*The exercise*
Rewrite all of the entries below, swapping every "evaluation set" for "test set" and leaving everything else untouched.

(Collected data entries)
====

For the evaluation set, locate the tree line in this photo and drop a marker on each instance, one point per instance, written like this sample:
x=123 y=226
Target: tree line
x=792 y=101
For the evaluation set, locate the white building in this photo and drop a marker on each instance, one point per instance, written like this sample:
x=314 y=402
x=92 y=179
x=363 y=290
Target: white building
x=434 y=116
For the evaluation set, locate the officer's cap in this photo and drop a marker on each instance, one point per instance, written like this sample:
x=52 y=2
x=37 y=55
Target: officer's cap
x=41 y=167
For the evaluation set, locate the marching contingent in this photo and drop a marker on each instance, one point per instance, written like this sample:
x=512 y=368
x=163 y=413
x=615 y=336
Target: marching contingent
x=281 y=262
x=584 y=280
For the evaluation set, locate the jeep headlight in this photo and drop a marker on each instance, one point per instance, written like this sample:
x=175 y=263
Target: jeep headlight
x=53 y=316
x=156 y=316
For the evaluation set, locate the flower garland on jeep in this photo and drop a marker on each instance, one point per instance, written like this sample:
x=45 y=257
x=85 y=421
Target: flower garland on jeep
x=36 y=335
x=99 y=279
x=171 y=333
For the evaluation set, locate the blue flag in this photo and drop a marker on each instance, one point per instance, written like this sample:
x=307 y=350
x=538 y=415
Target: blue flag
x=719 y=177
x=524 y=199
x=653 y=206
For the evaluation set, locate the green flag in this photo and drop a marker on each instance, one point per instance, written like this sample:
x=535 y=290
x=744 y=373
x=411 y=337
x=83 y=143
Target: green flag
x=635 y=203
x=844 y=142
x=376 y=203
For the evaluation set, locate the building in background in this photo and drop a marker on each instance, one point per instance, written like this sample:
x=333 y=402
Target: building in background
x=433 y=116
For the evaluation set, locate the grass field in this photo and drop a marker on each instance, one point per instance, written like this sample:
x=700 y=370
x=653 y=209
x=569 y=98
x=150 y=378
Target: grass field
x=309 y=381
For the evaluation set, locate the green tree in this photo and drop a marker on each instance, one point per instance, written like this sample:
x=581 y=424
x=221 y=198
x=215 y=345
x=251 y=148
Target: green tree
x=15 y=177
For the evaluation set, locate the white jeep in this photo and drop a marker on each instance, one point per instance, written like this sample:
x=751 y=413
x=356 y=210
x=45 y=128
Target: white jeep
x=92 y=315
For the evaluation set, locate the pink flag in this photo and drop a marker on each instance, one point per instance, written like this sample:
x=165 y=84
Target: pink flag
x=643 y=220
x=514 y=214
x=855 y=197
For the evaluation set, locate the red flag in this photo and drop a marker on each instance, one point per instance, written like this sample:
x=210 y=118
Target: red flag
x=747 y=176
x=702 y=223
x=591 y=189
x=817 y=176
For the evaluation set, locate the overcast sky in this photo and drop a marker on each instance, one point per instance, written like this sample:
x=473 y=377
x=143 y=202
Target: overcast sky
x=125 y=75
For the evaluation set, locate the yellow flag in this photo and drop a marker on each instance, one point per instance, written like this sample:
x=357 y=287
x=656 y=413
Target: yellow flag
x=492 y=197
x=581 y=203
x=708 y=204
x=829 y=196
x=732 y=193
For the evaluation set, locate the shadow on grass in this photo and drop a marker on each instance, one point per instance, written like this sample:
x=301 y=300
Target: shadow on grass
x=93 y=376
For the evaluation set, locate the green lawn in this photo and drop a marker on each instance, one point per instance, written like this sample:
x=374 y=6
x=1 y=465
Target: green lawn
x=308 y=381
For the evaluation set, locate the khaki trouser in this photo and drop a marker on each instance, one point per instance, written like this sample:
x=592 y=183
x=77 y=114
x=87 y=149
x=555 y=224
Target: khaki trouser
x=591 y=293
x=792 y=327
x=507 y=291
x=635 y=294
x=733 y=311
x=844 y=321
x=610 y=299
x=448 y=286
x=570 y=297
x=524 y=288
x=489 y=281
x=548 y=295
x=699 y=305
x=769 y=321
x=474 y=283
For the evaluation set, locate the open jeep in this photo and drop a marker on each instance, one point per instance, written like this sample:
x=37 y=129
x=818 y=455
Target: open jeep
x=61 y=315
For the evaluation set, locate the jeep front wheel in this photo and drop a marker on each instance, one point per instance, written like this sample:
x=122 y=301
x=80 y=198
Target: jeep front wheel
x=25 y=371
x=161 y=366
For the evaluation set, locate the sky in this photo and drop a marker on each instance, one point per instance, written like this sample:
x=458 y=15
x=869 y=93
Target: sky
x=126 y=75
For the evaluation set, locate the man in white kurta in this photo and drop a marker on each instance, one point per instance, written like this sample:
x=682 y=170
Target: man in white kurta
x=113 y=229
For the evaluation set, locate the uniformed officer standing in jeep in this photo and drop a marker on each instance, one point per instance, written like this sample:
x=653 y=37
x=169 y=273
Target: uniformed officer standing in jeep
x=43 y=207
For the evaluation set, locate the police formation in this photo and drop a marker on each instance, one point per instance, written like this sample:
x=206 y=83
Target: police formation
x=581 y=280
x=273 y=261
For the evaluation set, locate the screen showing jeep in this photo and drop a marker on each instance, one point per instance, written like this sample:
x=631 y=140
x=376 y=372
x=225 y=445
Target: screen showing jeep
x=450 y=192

====

*Response below*
For the test set, locate the tree line in this photo and drop a marker on each instance, one point per instance, written like this sample:
x=123 y=226
Target: tree line
x=792 y=101
For the test set, locate the white building in this photo and drop a marker on each instance, one point per instance, written like this sample:
x=314 y=402
x=92 y=179
x=363 y=290
Target: white building
x=434 y=116
For the test set, locate the officer's cap in this photo and drop a marker on each instance, one point per instance, written like this sample:
x=52 y=2
x=37 y=55
Target: officer's cap
x=41 y=167
For the test set, locate the marching contingent in this photo and drop a marker on each instance, one point per instance, written like this sample:
x=512 y=368
x=163 y=413
x=615 y=336
Target: marching contingent
x=281 y=262
x=584 y=280
For the test set, locate the jeep headlight in this photo and drop a marker on each instance, one point per instance, written like this sample:
x=175 y=263
Target: jeep headlight
x=53 y=316
x=156 y=316
For the test set, locate the flower garland on jeep in this photo and drop a marker on each instance, one point per instance, written like this sample:
x=45 y=257
x=85 y=421
Target: flower garland on jeep
x=36 y=335
x=99 y=279
x=171 y=333
For the test set, locate the blue flag in this photo and drop a marker on each instance, one point per instance, written like this sample:
x=307 y=350
x=538 y=415
Target: blue flag
x=719 y=177
x=524 y=199
x=653 y=206
For the test set, locate the green flag in this photo and drop a marker on each instance, one point per instance, written like this sample:
x=535 y=290
x=744 y=373
x=411 y=337
x=83 y=143
Target: green flag
x=635 y=203
x=844 y=142
x=376 y=203
For the test set, locate the building in background in this photo and drop a marker on each instance, one point per instance, written like this sample:
x=333 y=402
Target: building in background
x=433 y=116
For the test set, locate the grass field in this photo and drop a marker on each instance, one point per instance, written like this sample:
x=700 y=370
x=653 y=209
x=569 y=98
x=150 y=378
Target: grass field
x=309 y=381
For the test set, locate the green tree in this photo and drop a marker on each instance, one point per instance, written like this sample:
x=581 y=424
x=221 y=198
x=215 y=345
x=251 y=148
Target: green tree
x=15 y=177
For the test set, locate the white jeep in this photo and drop a marker on each instance, one point per instance, written like this sample:
x=751 y=413
x=356 y=210
x=45 y=128
Target: white jeep
x=92 y=315
For the test set, locate the pink flag in this photo and drop a marker on each instance, one point per instance, written like this sample:
x=165 y=84
Target: pink flag
x=643 y=220
x=514 y=214
x=855 y=197
For the test set, locate the red flag in this photo and drop a marker on each instance, one point per instance, written like this sample:
x=210 y=118
Target: red flag
x=747 y=176
x=702 y=223
x=591 y=189
x=817 y=176
For the test set, locate the overcast sky in this photo and drop a marker on each instance, one point per instance, written like this sample:
x=473 y=377
x=143 y=202
Target: overcast sky
x=125 y=75
For the test set, locate the yellow flag in this photo and drop a marker on each instance, one point per instance, written like this sample:
x=357 y=287
x=656 y=413
Target: yellow flag
x=492 y=197
x=581 y=203
x=708 y=204
x=829 y=196
x=732 y=193
For the test set, locate the shadow on grass in this photo and drop a marker on each instance, one point per instance, written like this sample:
x=301 y=300
Target: shadow on grass
x=93 y=376
For the test set, locate the green lawn in this photo and drop a marker on each instance, one point per instance, written like this sample:
x=374 y=6
x=1 y=465
Target: green lawn
x=308 y=381
For the test set, locate the khaki trouser in this photo and drop a marker on each instance, one point per instance, written like this sample:
x=592 y=183
x=77 y=114
x=87 y=149
x=555 y=224
Target: khaki trouser
x=591 y=293
x=792 y=327
x=507 y=291
x=635 y=294
x=733 y=311
x=844 y=321
x=610 y=299
x=448 y=286
x=570 y=297
x=524 y=288
x=489 y=281
x=548 y=295
x=699 y=305
x=769 y=321
x=474 y=283
For the test set, locate the open jeep in this photo and drop a marker on each instance, one point per instance, written like this sample:
x=37 y=129
x=818 y=455
Target: open jeep
x=61 y=315
For the test set, locate the jeep front wheel in this photo and drop a marker on each instance, one point per instance, written like this sample:
x=122 y=301
x=80 y=198
Target: jeep front wheel
x=25 y=371
x=161 y=366
For the test set, locate the sky in this photo and drop a marker on each instance, one point per instance, written like this sample:
x=458 y=15
x=869 y=93
Target: sky
x=126 y=75
For the test set, locate the man in white kurta in this photo and drop a marker on each instance, one point per instance, written like this sample:
x=682 y=170
Target: man in white kurta
x=113 y=229
For the test set, locate the uniformed officer standing in jeep in this photo and drop a marker on each instance, one point per instance, written like this sample:
x=653 y=37
x=169 y=273
Target: uniformed officer standing in jeep
x=43 y=207
For the test set, locate the police formation in this photo and drop a marker on each instance, one point per instance, written like this sample:
x=206 y=83
Target: police formation
x=581 y=280
x=273 y=261
For the test set, locate the screen showing jeep in this photo and drop a marker on each instance, one point per instance, written like this sample:
x=631 y=140
x=376 y=372
x=225 y=445
Target: screen showing jeep
x=450 y=192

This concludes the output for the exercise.